[Segmentation mask data]
= = = = =
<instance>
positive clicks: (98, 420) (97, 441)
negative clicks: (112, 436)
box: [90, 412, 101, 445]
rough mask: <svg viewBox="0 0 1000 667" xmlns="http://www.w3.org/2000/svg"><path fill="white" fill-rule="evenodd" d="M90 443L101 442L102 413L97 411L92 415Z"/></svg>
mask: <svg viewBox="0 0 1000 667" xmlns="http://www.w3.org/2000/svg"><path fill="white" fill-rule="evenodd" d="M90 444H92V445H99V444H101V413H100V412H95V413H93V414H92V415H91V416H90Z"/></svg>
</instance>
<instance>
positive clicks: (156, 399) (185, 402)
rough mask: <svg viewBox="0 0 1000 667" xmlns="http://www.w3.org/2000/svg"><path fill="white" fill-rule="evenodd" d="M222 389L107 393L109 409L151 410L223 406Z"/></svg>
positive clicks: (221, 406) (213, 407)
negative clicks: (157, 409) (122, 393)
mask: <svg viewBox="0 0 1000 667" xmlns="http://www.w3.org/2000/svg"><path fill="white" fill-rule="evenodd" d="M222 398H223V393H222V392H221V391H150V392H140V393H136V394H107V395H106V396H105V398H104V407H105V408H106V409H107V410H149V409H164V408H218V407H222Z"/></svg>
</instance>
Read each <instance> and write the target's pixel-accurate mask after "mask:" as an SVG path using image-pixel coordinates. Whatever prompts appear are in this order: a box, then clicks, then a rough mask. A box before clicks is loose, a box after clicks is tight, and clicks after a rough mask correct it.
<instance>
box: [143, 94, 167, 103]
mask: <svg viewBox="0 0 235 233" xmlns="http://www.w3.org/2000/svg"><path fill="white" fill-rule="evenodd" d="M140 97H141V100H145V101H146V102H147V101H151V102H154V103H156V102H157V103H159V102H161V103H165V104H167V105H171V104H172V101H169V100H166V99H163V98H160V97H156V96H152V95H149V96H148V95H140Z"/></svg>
= = = = =
Lay out every line of the items above as a JSON list of strings, one string per line, and leave out any blank lines.

** Response **
[
  "<instance>",
  "positive clicks: (98, 420) (97, 441)",
  "negative clicks: (112, 436)",
  "box: [90, 412, 101, 445]",
  "rough mask: <svg viewBox=\"0 0 1000 667\" xmlns=\"http://www.w3.org/2000/svg\"><path fill=\"white\" fill-rule=\"evenodd\" d=\"M90 443L101 442L102 413L97 411L92 415Z\"/></svg>",
  "mask: <svg viewBox=\"0 0 1000 667\" xmlns=\"http://www.w3.org/2000/svg\"><path fill=\"white\" fill-rule=\"evenodd\" d=\"M90 444H92V445H99V444H101V413H100V412H95V413H93V414H92V415H91V416H90Z\"/></svg>",
  "</instance>",
  "<instance>",
  "positive clicks: (156, 399) (185, 402)",
  "rough mask: <svg viewBox=\"0 0 1000 667\" xmlns=\"http://www.w3.org/2000/svg\"><path fill=\"white\" fill-rule=\"evenodd\" d=\"M222 389L107 393L109 409L151 410L223 406Z\"/></svg>",
  "positive clicks: (221, 406) (213, 407)",
  "negative clicks: (157, 409) (122, 393)",
  "mask: <svg viewBox=\"0 0 1000 667\" xmlns=\"http://www.w3.org/2000/svg\"><path fill=\"white\" fill-rule=\"evenodd\" d=\"M222 398H223V393H222V392H221V391H150V392H140V393H136V394H107V395H106V396H105V398H104V407H105V408H106V409H107V410H149V409H164V408H218V407H222Z\"/></svg>",
  "</instance>",
  "Read each <instance> and write the target's pixel-accurate mask after \"mask:\" as an SVG path using image-pixel coordinates. Whatever prompts appear are in this order: a box, then clicks, then a rough mask. A box before clicks is loose, a box after clicks is tight, and clicks after a rough mask correct it.",
  "<instance>",
  "box: [143, 94, 167, 103]",
  "mask: <svg viewBox=\"0 0 235 233\" xmlns=\"http://www.w3.org/2000/svg\"><path fill=\"white\" fill-rule=\"evenodd\" d=\"M140 97H141V100H145V101H146V102H147V101H151V102H154V103H156V102H157V103H159V102H161V103H165V104H167V105H171V104H172V101H169V100H166V99H163V98H160V97H156V96H152V95H149V96H148V95H140Z\"/></svg>"
]